(Point localization data)
_ _ _ _ _
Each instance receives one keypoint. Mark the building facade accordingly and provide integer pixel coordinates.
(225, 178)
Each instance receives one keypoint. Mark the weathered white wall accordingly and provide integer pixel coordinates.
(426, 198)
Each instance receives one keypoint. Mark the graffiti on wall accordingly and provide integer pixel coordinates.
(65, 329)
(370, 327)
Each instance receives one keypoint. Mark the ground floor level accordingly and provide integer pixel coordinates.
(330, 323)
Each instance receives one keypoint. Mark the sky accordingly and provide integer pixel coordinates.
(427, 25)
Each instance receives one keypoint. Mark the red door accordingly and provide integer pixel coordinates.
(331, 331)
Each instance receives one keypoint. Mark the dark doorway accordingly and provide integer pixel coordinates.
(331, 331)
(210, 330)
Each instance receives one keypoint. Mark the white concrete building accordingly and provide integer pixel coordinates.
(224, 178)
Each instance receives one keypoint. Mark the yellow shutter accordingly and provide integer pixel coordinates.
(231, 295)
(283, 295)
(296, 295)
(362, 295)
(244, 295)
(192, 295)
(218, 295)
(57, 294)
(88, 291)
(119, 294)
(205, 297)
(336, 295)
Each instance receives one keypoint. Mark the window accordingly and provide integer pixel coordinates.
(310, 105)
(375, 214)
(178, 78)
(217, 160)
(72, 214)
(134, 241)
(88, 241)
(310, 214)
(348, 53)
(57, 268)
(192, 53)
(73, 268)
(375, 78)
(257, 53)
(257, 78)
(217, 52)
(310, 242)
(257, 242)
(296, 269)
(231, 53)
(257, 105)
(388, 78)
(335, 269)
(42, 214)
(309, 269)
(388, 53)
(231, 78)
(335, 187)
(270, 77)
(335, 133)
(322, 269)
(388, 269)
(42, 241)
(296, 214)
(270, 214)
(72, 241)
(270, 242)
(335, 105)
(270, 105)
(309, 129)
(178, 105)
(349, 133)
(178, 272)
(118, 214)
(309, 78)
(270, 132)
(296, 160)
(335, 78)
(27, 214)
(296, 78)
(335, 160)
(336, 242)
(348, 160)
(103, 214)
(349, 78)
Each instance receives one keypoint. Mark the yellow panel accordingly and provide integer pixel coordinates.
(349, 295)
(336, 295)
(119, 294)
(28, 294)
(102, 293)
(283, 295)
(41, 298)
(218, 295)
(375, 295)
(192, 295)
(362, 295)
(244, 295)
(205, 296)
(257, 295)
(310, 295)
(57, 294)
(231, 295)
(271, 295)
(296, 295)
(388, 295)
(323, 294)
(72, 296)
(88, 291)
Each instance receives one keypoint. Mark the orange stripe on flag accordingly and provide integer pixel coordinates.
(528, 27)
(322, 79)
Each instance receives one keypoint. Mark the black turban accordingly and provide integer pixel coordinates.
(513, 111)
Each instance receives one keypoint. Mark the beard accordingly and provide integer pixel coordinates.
_ _ _ _ _
## TASK PROMPT
Copy out the records in full, matching every line character for character.

## TASK RESPONSE
Each instance receives one keypoint. Mark the building facade accordingly and provide integer pixel coordinates.
(225, 178)
Each instance receives one keypoint. Mark the weathered white wall accordingly and provide integer pixel coordinates.
(426, 198)
Each instance receives one keypoint. Mark the graffiti on wall accordingly and provide integer pixel coordinates.
(65, 329)
(370, 327)
Each instance receives one keypoint. Mark the ground floor level accordingly and provide integer pixel coordinates.
(330, 323)
Each instance receives one keypoint. Mark the sky accordingly and provide integer pixel coordinates.
(427, 25)
Each instance receives one keypoint. Mark the red door accordingly and provide integer pixel coordinates.
(331, 331)
Each instance receives one keypoint. Mark the dark doorway accordingly and provide integer pixel coordinates.
(331, 331)
(210, 330)
Each instance receives one keypoint. Mark the white concrete building accordingly and provide integer pixel coordinates.
(224, 178)
Each instance receives one keypoint. Mark the yellow shutter accordingly and provide integer pixel coordinates.
(231, 295)
(283, 295)
(296, 295)
(362, 295)
(244, 295)
(192, 295)
(218, 295)
(57, 294)
(88, 291)
(119, 294)
(205, 297)
(336, 295)
Each instance receives one keypoint. Mark the window accordingly and provide integer pixel coordinates.
(310, 105)
(375, 214)
(178, 78)
(217, 160)
(72, 214)
(134, 241)
(88, 241)
(310, 214)
(348, 53)
(57, 268)
(192, 53)
(73, 268)
(375, 78)
(257, 53)
(257, 78)
(217, 52)
(310, 242)
(257, 242)
(296, 269)
(231, 53)
(257, 105)
(388, 78)
(335, 269)
(42, 214)
(309, 269)
(388, 53)
(231, 78)
(335, 187)
(270, 77)
(335, 133)
(322, 269)
(388, 269)
(42, 241)
(296, 214)
(270, 214)
(72, 241)
(270, 242)
(335, 105)
(270, 105)
(309, 129)
(178, 105)
(349, 133)
(178, 272)
(118, 214)
(309, 78)
(270, 132)
(296, 160)
(335, 78)
(27, 214)
(296, 78)
(335, 160)
(336, 242)
(348, 160)
(103, 214)
(349, 78)
Each instance receives one keypoint. Mark the yellow panel accordingly and provide integer pixel coordinates.
(349, 295)
(336, 295)
(119, 294)
(28, 294)
(102, 293)
(283, 295)
(41, 298)
(218, 295)
(375, 295)
(192, 295)
(362, 295)
(244, 295)
(205, 296)
(257, 295)
(310, 295)
(57, 294)
(231, 295)
(271, 295)
(296, 295)
(388, 295)
(323, 294)
(72, 296)
(88, 291)
Each instance receives one keypoint. Mark the orange stripe on flag accordingly and provide integer pixel coordinates.
(528, 27)
(322, 79)
Each instance receives one keypoint. Mark the black turban accordingly and provide integer pixel coordinates.
(513, 111)
Each instance receives one keypoint. Mark the beard accordingly and provide integer pixel coordinates.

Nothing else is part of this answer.